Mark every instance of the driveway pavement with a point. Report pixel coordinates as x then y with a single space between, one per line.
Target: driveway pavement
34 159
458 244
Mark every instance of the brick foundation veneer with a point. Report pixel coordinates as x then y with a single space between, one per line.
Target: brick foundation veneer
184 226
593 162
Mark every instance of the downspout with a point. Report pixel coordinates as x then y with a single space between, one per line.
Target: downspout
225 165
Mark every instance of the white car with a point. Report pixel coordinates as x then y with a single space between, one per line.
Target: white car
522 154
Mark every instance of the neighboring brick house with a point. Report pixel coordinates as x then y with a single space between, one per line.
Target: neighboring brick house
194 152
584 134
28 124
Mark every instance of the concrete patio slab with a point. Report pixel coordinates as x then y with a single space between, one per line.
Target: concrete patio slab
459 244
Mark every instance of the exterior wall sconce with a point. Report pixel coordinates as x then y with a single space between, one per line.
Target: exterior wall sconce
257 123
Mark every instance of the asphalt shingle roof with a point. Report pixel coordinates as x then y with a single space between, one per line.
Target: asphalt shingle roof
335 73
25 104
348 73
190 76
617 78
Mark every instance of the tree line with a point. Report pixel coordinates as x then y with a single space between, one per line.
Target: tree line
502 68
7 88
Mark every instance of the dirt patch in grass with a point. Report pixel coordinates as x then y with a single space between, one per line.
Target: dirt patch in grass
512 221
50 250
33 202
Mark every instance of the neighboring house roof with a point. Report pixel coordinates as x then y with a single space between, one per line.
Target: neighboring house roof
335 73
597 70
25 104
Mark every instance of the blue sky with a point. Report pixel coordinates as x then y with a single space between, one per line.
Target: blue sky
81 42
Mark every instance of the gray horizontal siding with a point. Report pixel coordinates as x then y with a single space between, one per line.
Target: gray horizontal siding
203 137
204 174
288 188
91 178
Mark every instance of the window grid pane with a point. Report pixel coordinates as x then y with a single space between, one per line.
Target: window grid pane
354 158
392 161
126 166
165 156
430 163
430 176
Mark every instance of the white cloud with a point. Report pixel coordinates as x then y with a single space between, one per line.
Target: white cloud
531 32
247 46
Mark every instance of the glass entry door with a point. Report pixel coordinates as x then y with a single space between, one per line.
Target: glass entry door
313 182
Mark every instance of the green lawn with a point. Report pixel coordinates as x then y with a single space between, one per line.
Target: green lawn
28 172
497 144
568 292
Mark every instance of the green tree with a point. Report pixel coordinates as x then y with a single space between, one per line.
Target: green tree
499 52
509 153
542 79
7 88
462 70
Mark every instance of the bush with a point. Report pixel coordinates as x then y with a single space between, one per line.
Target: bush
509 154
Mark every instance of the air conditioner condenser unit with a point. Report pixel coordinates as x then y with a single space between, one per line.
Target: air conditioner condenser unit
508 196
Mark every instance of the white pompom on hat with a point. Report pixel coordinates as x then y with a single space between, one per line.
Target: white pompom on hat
___
▶ _Task directions_:
The lines above should be duplicated exactly.

▶ _Response to this task_:
Mark every instance of the driveway pavement with a point. Report pixel coordinates as x then y with a single space between, one per line.
Target: driveway pavement
34 159
458 244
Mark every instance of the brick foundation veneer with a point. Report pixel coordinates as x then y with a single space between, one per line.
Target: brick foundation veneer
184 226
593 162
Mark every instance of the downspout with a point. Report pixel coordinates as x then y with a single space between, one per line.
Target: downspout
225 165
Mark every instance of the white car with a point. Report pixel coordinates as x then y with a single space between, one per line.
Target: white car
522 154
Mark every instance of the neighboring brick house with a point. Report pixel coordinates as x then y with a single space between, one per line.
Target: neighboring brick house
194 152
584 134
28 124
Mark every instance of the concrete patio slab with a point. Report pixel coordinates as x then y with a single space between, one per line.
Target: concrete patio slab
459 244
Mark every instance of the exterior wall sconce with a point. Report pixel coordinates as x then y with a single space between, one per line.
Target: exterior wall sconce
257 123
Mark every instance of the asphalt shingle roof with a point. Report pixel coordinates as x then y with a single space between, one per line.
Target: asphalt shingle roof
335 73
25 104
348 73
190 76
617 78
Mark every instance of the tree line with a point. Report pixel coordinates as x then y with a single space between, one per line.
Target: tree line
502 68
7 88
Mark every instance of the dirt patch in grass with a point. Report pixel coordinates as x then y with a single space between, one per line.
Target: dirt patch in grass
512 221
50 250
33 202
Mark every instance of the neighboring house roof with a point. Report pixel coordinates as x then y with a single space between, one per line.
Target: neighboring house roof
335 73
597 70
25 104
Mark every instance of the blue sky with a point. Report pixel coordinates as x then y with a single space between, one per line.
Target: blue sky
81 42
Mark every instance of the gray horizontal siding with a point. Report pixel coordinates as x then y with a single space between, one per line.
Target: gray horizontal siding
203 137
204 174
288 188
91 178
Mark every instance of the window grid pane with a point. Report pixel coordinates as x then y with a single space between, one per line.
Target: window grid pane
354 158
392 161
126 166
165 156
430 163
430 176
Mark every instance of the white cloud with a point. Report pixel coordinates as x then y with a single space between, one per line.
Target: white cloud
531 32
247 46
Mark every instance of the glass entry door with a point. Report pixel coordinates as x then y with a single space between, one per line.
Target: glass entry door
313 182
Mark every instance of the green lawn with a point. Report pixel coordinates as x then y with a single space between, one per line.
Target: green lawn
28 172
497 144
568 292
Mark every instance of the green tree with a point. Report pixel coordinates as x then y with a single space between, one per line.
Target: green tree
499 52
509 153
542 79
7 88
462 70
Mark every instance of the bush with a point. Report pixel coordinates as x then y with a single space between, one per line.
Target: bush
509 154
Mark every instance of the air conditioner condenser unit with a point. Report pixel coordinates as x then y with a single space between, one per line.
Target: air conditioner condenser unit
508 196
Mark every instance of the white pompom on hat with a point. Report pixel coordinates as x then y with a single space between, one per line.
Target: white pompom on hat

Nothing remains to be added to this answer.